Source passage:
##############################

Skip to main content

Simplify Prefect Workflow Creation and Maintenance with Hamilton

· 11 min read

This post will show you how to use Hamilton with Prefect, two open source projects. At a high level, Prefect orchestrates where/when/what/how code runs (think macro) and Hamilton helps author clean and maintainable code for data transformations (think micro).

crosspost from https://blog.dagworks.io/p/simplify-prefect-workflow-creation

If you are new to Hamilton, we invite you to an interactive overview on tryhamilton.dev, or this post. Hamilton will be discussed at a high level and relevant documentation references will be shared for more details.

Prefect is a modern open source workflow orchestrator that uses Python. With its cloud-provider-agnostic deployment, workspaces, authentication, observability, etc., it can power any data science or machine learning project in production. That said, Prefect is not particularly focused on helping data scientists et al. write clean and maintainable workflow code, leaving users with the following challenges:

  1. Maintain ever-evolving workflows; what starts simple invariably gets complex.
  2. Write modular, reusable, and testable code to run within Prefect tasks.
  3. Track lineage of code and data artifacts that a workflow produces.

This is where we believe Hamilton can help! Hamilton is a Python micro-framework for writing data transformations. In short, one writes Python functions in a declarative style, which Hamilton parses and connects into a graph based on their names, arguments and type annotations. Specific outputs can be requested and Hamilton will execute the required function path to produce them. By using Prefect and Hamilton, you get a solid toolbox to orchestrate your project over cloud infrastructure, and benefit from easier to reuse and maintain workflow components.

Alt text

Write maintainable Prefect workflows

A key decision in building a Prefect workflow is “how big should a task be” and how to divide a project into flows and tasks for execution. Each function decorated with the Prefect @task decorator gains support for caching and retries, and is executed separately, but it also adds to the scheduling and execution overhead (e.g., moving lots of data). With too few tasks, you end up with a monolithic task that takes a lot of time to complete, but probably gains execution efficiency. There is a trade-off between the complexity of the macro Prefect workflow structure and the complexity of the code within each task. In either case, debugging a workflow can be difficult, especially if you are not its author since there is no standard way to write a workflow. More often than not, the initial task structure of the workflow becomes fixed by the engineering team (as they typically own this infrastructure), because refactoring the workflow without breaking things is a real challenge!

##############################

Extracted entries:
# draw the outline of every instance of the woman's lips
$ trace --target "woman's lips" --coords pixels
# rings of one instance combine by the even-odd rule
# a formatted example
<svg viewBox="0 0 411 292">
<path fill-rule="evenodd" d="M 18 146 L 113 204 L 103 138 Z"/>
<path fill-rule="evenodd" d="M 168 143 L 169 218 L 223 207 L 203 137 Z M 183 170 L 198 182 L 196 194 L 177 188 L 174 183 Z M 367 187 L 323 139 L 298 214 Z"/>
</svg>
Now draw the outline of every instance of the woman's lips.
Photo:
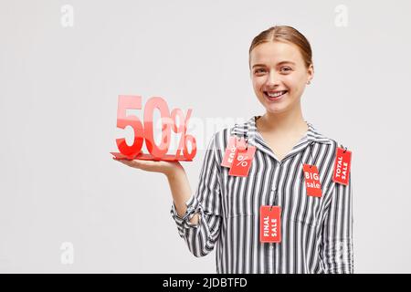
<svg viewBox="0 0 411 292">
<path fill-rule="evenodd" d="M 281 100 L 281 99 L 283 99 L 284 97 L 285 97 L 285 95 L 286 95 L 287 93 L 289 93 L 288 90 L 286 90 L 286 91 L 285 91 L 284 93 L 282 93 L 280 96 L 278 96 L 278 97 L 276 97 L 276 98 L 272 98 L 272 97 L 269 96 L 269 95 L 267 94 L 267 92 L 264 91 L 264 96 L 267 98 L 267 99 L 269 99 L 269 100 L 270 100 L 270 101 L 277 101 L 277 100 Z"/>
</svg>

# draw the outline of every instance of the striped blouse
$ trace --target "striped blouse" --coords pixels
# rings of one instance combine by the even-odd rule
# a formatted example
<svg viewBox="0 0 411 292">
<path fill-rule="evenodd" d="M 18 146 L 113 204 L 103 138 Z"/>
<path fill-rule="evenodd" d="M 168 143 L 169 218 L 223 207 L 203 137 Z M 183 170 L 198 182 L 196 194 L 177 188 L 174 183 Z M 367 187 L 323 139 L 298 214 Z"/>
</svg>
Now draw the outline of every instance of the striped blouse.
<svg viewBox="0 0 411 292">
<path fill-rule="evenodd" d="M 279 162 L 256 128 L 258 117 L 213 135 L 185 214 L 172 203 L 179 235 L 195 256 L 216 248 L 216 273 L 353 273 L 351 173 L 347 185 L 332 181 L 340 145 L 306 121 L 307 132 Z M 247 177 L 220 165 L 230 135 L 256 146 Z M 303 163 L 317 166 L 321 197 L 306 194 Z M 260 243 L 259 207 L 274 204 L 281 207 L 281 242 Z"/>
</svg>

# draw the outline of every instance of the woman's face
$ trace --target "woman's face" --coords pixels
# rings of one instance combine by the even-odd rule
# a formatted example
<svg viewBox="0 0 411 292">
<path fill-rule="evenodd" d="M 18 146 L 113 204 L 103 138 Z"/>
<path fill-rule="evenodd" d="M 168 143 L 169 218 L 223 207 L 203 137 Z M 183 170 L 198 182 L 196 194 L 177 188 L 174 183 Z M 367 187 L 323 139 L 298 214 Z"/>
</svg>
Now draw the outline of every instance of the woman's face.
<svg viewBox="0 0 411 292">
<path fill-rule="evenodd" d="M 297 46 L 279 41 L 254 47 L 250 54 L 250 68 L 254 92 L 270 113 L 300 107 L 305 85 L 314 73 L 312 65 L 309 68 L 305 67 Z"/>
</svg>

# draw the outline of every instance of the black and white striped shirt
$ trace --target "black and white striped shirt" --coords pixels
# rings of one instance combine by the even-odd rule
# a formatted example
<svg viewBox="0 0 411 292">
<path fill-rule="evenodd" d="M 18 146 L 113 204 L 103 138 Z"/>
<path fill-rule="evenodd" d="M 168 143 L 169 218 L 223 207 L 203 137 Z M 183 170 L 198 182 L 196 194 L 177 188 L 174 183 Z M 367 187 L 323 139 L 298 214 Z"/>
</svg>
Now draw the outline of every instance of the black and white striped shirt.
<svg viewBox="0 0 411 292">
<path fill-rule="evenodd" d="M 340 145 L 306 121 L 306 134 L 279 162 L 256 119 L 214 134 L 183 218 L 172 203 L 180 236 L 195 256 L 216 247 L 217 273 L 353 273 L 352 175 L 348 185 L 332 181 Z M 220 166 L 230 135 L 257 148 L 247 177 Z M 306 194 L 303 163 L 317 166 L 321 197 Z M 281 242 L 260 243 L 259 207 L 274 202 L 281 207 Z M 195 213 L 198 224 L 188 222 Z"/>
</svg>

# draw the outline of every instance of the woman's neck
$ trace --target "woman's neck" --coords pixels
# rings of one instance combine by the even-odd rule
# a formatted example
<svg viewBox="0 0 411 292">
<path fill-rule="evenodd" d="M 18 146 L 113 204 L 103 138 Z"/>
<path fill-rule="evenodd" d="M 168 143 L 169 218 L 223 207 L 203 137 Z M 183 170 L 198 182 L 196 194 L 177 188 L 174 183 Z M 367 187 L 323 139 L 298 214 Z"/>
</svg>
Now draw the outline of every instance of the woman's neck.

##############################

Jobs:
**a)** Reproduce the Prefect and Hamilton post from "Simplify Prefect Workflow" up to and including "for more details.".
**b)** Resume the Prefect and Hamilton post, picking up after its final sentence.
The records are independent material with no connection to the Prefect and Hamilton post.

Results by task:
**a)**
Simplify Prefect Workflow Creation and Maintenance with Hamilton

· 11 min read

This post will show you how to use Hamilton with Prefect, two open source projects. At a high level, Prefect orchestrates where/when/what/how code runs (think macro) and Hamilton helps author clean and maintainable code for data transformations (think micro).

crosspost from https://blog.dagworks.io/p/simplify-prefect-workflow-creation

If you are new to Hamilton, we invite you to an interactive overview on tryhamilton.dev, or this post. Hamilton will be discussed at a high level and relevant documentation references will be shared for more details.

**b)**
While simpler workflows such as A->B->C are desirable, there is an inherent tension between the structure’s simplicity and the amount of code per task. The more code per task, the more difficult it is to identify points of failure, at the trade-off of potential computational efficiencies, but in the case of failures, retries grow in cost with the size of the task.

Alt text

What if you could decouple the complexity of the Prefect workflow from the complexity of the code within tasks? This becomes possible with Hamilton. No matter the size of the tasks’ code, Hamilton enables developers to iterate on the workflow with minimal effort.

Essentially, you instantiate a Hamilton Driver that loads data transformations from your code modules and automatically builds a Hamilton DAG. By allowing Hamilton to handle the “micro” orchestration of your code within each Prefect task, it becomes easier to write functions at an arbitrary granularity and to inspect in greater detail the behavior of Prefect tasks.

Specifically the mechanics of the code are:

  1. Import your function modules
  2. Pass them to the Hamilton Driver to build the DAG.
  3. Call Driver.execute() with the outputs you want to execute from the DAG you’ve defined.

Let’s look at some code that creates a single Prefect task, but uses Hamilton to train and evaluate a ML model:

from hamilton import base, driver
from prefect import flow, task
from prefect.blocks.system import JSON

# import modules containing your dataflow functions
import train_model
import evaluate_model


# use the @task to define Prefect tasks, which adds logging, retries, etc.
# the function parameters define the config and inputs needed by Hamilton
@task
def train_and_evaluate_model_task(
features_path: str,
hamilton_config: str,
label: str,
feature_set: list[str],
validation_user_ids: list[str],
) -> None:
"""Train and evaluate machine learning model"""
# define the Driver object with configurations and modules
dr = driver.Driver(
hamilton_config,
train_model, # imported data transformation module
evaluate_model, # imported data transformation module
adapter=base.SimplePythonGraphAdapter(base.DictResult()),
)

# execute the DAG to produce and outputs the requested `final_vars`
dr.execute(
final_vars=["save_validation_preds", "model_results"],
inputs=dict(
features_path=features_path,
label=label,
feature_set=feature_set,
validation_user_ids=validation_user_ids,
),
)


# use @flow to define the Prefect flow.
# the function parameters define the config and inputs needed by all tasks
# this way, we prevent having constants being hardcoded in the flow or task body
@flow(
name="hamilton-absenteeism-prediction",
description="Predict absenteeism using Hamilton and Prefect",
)
def absenteeism_prediction_flow(
features_path: str = ...,
feature_set: list[str] = [
"age_zero_mean_unit_variance",
"has_children",
"has_pet",
"is_summer",
"service_time",
],
label: str = "absenteeism_time_in_hours",
validation_user_ids: list[str] = [...],
):
"""Predict absenteeism using Hamilton and Prefect"""
# ... more tasks

# load a Prefect Block containing the Hamilton Driver config
hamilton_config_block = JSON.load("hamilton-train-and-evaluate-config")

# call the Prefect task from the workflow
train_and_evaluate_model_task(
features_path=features_path,
hamilton_config=json.load(hamilton_config_block),
label=label,
feature_set=feature_set,
validation_user_ids=validation_user_ids,
)

# ... more tasks


if __name__ == "__main__":
absenteeism_prediction_flow()

Now, we didn’t show the Hamilton code here, but the benefits of this approach are:

  1. Unit & integration testing. Hamilton, through its naming and type annotations requirements, pushes developers to write modular Python code. This results in Python modules well-suited for unit testing. Once your Python code is unit tested, you can develop integration tests to ensure it behaves properly in your Prefect tasks. In contrast, because of the aforementioned task size tradeoff, directly code from a Prefect task can be less trivial. Also, the CI/CD will have to share Prefect’s dependencies.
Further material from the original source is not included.